Exercise task:
Print the listing below exactly.

Given records:
=======

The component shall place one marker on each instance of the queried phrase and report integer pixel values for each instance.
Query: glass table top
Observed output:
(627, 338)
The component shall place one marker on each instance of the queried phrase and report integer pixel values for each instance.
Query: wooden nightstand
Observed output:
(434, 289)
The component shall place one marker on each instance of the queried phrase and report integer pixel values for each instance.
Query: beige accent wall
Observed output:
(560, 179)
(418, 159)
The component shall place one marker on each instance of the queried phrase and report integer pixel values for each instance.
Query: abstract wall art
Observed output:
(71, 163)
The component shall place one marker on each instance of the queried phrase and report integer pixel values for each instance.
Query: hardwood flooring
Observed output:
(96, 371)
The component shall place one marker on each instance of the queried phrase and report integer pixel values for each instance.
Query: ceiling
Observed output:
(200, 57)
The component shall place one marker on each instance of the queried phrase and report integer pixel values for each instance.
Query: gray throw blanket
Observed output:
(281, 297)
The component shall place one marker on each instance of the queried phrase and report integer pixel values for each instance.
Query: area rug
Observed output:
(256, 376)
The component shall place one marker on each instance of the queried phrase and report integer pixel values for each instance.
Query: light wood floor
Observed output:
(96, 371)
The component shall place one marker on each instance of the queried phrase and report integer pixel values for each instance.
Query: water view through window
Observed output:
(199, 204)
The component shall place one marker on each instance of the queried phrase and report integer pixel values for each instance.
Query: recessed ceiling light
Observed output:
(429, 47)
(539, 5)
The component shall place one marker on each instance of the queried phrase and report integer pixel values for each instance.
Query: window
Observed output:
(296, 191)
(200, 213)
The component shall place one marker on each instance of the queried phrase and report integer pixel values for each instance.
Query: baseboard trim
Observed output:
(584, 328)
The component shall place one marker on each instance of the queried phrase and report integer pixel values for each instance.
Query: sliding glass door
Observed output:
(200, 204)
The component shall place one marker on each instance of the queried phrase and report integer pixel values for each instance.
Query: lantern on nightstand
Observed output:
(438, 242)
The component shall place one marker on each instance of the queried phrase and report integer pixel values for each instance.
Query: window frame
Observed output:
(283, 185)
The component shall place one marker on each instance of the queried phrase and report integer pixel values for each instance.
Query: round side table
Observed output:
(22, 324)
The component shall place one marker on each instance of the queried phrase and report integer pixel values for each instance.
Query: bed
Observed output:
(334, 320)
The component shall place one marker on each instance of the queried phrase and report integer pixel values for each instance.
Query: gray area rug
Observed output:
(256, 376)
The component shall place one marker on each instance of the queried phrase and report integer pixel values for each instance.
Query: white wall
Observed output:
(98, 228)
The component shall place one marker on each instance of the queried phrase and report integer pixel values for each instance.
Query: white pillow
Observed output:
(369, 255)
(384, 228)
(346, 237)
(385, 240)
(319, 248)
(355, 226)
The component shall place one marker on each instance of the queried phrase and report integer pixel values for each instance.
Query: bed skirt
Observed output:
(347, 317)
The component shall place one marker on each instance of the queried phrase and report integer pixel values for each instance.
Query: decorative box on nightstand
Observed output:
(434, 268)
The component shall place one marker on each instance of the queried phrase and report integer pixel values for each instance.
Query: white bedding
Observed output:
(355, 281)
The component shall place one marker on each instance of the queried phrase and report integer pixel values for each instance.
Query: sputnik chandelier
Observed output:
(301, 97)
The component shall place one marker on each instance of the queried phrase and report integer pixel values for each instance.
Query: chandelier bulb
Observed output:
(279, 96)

=======

Response to the task:
The component shall place one marker on each instance of the queried phrase and report integer pixel values for each instance.
Query: glass table top
Observed output:
(627, 338)
The component shall place one marker on each instance of the queried phrase and report integer pixel values for each instance.
Query: wooden nightstand
Observed output:
(434, 289)
The component shall place one marker on each instance of the queried phrase and report integer pixel values for each instance.
Query: beige accent wall
Observed output:
(560, 179)
(418, 159)
The component shall place one marker on each instance of the queried phrase and report integer pixel values for each instance.
Query: abstract wall art
Observed output:
(71, 163)
The component shall place one marker on each instance of the queried phrase and report integer pixel values for each instance.
Query: hardwood flooring
Observed output:
(96, 371)
The component shall place one marker on each instance of the queried phrase and report integer pixel values for each instance.
Query: ceiling
Observed output:
(200, 57)
The component shall place one marker on each instance of the queried phrase and report integer pixel values for each instance.
Query: gray throw blanket
Observed output:
(281, 297)
The component shall place one marker on each instance of the queried phrase and report integer pixel values for each instance.
Query: area rug
Observed output:
(256, 376)
The component shall place one marker on each instance of the queried phrase and report integer pixel values for each instance.
Query: light wood floor
Observed output:
(96, 371)
The component shall place one marker on each instance of the queried phrase and report integer pixel values for each instance.
Query: water view through window
Observed output:
(199, 204)
The component shall place one marker on each instance of the queried phrase and report integer pixel values for each instance.
Query: recessed ceiling light
Observed output:
(429, 47)
(539, 5)
The component shall place one marker on each instance of the queried phrase and report integer pixel values for each instance.
Query: window
Observed output:
(296, 191)
(200, 213)
The component shall place one marker on each instance of the queried phrase and report integer pixel values for each instance.
Query: baseboard trim
Observed output:
(584, 328)
The component shall place one marker on each instance of the queried phrase and report integer pixel values for each instance.
Query: sliding glass door
Observed output:
(200, 204)
The component shall place one marker on each instance of the queried phrase and report integer pixel values for each instance.
Query: lantern on nightstand
Observed output:
(438, 242)
The component shall place one marker on each instance of the queried phrase and report integer pixel values for each instance.
Query: window frame
Observed output:
(283, 185)
The component shall place one marker on each instance of the queried phrase and report integer pixel values for each instance.
Query: round side table
Observed output:
(22, 324)
The component shall place one marker on each instance of the queried phrase and report integer pixel values for each instance.
Query: bed
Observed output:
(334, 320)
The component shall place one marker on each instance of the queried phrase and report integer pixel values for each instance.
Query: gray area rug
Observed output:
(256, 376)
The component shall place one marker on each instance of the queried phrase and report integer pixel values for each instance.
Query: white wall
Observed output:
(98, 228)
The component shall place one marker on each instance of the queried phrase and report integer pixel values for each instance.
Query: white pillow
Observed output:
(369, 255)
(384, 228)
(346, 237)
(385, 240)
(319, 248)
(355, 226)
The component shall place one marker on each instance of the queried phrase and report integer pixel values for each instance.
Query: bed skirt
Observed output:
(347, 317)
The component shall place one marker on each instance of the queried phrase and report integer pixel values for each instance.
Query: decorative box on nightstand
Observed output:
(434, 268)
The component shall place one marker on each instance of the queried phrase and report integer pixel values for each instance.
Query: white bedding
Observed output:
(355, 281)
The component shall place one marker on each instance of the queried phrase and report integer pixel values for each instance.
Query: sputnik chandelier
Observed output:
(301, 97)
The component shall place one marker on each instance of the queried phrase and report integer pixel values for each instance.
Query: chandelier bulb
Observed output:
(279, 96)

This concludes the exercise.